▶ [TEXT BLOCK]
Book Review: This Far From the Source by Neil Shepard

Published July 26, 2006 at 3:34 p.m.

Poets and linguists don't often see eye to eye when it comes to language. While linguists have a weakness for equations, poets nurse a soft spot for mysticism. In his Nobel lecture, Seamus Heaney compared his first aural experiences to time travel. In "The Prelude," William Wordsworth took a walk in the woods and found a new god in the mountains around him. "There is a dark / inscrutable workmanship that reconciles / Discordant elements," he wrote, studying the trees around him.

But what if that inscrutable workmanship were not God -- or even a goddess-like Nature -- but a primal kind of language? The question is provocatively posed by Johnson-based poet Neil Shepard's third volume of verse, This Far From the Source. Here is a "moss-crawler, rock-clasper" of a poet, one for whom the fiddleheads and shadflies, the marsh marigold, blossom of plum and persimmon, and chokecherry of Vermont's landscape send him leaping for a Peterson's, not the prayer mat.

▶ [PROMPT 1]
For each statement below, say yes or no as to whether the book review supports it, and quote the words of the review that decide it.
(a) This Far From the Source is Neil Shepard's third volume of verse.
(b) Seamus Heaney compared his first aural experiences to time travel in an essay collection.
(c) Neil Shepard is based in Johnson.
▶ [PROMPT 2]
Answer these questions from the book review, one per line.
(a) On what date and at what time was the review published?
(b) In which poem did William Wordsworth take a walk in the woods?
(c) According to the review, what does Vermont's landscape send the poet leaping for instead of the prayer mat?
The records that follow come from a different source and are unrelated to the book review.

▶ [MATERIAL SUPPLIED]
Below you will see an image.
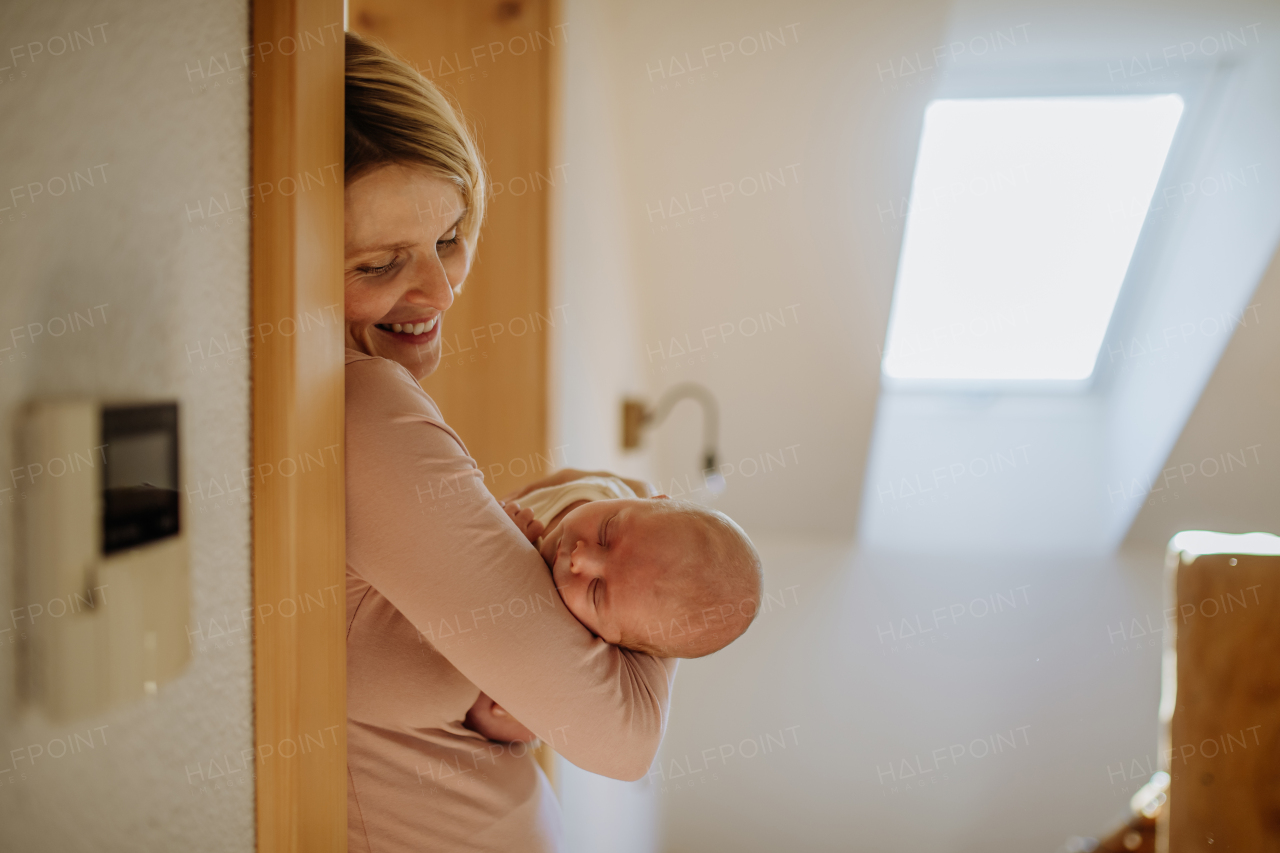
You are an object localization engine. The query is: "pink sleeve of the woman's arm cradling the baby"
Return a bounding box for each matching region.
[346,359,675,780]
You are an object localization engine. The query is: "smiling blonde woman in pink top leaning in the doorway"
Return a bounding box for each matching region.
[344,33,675,853]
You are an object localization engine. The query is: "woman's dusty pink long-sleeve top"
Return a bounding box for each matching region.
[346,350,675,853]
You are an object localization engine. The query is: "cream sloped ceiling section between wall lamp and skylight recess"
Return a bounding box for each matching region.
[612,1,946,535]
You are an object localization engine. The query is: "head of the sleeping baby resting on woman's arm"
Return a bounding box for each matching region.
[540,496,762,657]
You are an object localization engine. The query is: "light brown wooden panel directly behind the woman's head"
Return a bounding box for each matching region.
[349,0,552,494]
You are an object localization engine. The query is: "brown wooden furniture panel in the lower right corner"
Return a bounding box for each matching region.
[1161,555,1280,853]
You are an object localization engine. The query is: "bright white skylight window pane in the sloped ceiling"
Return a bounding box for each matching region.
[882,95,1183,382]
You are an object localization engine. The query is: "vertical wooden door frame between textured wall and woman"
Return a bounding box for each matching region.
[252,0,347,853]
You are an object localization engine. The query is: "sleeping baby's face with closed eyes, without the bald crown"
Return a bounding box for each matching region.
[540,498,686,643]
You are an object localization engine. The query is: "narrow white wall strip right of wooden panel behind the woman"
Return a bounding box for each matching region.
[549,0,657,853]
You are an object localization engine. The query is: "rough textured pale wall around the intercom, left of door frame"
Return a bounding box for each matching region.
[0,0,253,850]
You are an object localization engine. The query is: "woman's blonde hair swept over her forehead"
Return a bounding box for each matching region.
[343,32,488,252]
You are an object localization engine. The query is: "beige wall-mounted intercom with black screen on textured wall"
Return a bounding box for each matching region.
[21,401,191,720]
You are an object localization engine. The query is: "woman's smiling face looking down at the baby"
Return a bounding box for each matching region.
[343,165,471,379]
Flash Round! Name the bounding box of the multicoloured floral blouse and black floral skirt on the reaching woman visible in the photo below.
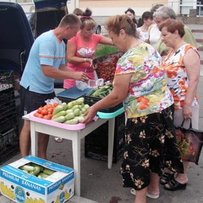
[118,42,183,190]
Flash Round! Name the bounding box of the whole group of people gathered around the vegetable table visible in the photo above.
[20,5,200,203]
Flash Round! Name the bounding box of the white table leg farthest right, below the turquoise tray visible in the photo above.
[108,118,115,169]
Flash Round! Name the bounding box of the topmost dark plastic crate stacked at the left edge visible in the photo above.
[0,71,14,92]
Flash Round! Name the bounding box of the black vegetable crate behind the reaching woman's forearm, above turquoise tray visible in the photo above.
[84,95,123,113]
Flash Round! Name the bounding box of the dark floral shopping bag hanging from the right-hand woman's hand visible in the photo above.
[175,119,203,164]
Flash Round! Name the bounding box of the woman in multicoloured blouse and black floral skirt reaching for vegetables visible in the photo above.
[84,15,183,203]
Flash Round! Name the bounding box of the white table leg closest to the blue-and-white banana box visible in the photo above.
[72,134,81,196]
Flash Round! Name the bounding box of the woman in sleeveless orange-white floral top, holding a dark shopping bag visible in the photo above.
[160,19,200,191]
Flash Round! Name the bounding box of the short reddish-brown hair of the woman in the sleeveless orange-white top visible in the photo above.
[159,19,185,37]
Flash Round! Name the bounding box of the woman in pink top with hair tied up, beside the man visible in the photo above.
[64,9,112,89]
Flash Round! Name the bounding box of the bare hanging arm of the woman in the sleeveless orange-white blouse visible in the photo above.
[183,49,200,118]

▶ [WRITTEN REPLY 1]
(a) Yes: "Neil Shepard's third volume of verse, This Far From the Source"
(b) No: "In his Nobel lecture, Seamus Heaney compared his first aural experiences to time travel."
(c) Yes: "Johnson-based poet Neil Shepard"

▶ [WRITTEN REPLY 2]
(a) July 26, 2006 at 3:34 p.m.
(b) "The Prelude"
(c) A Peterson's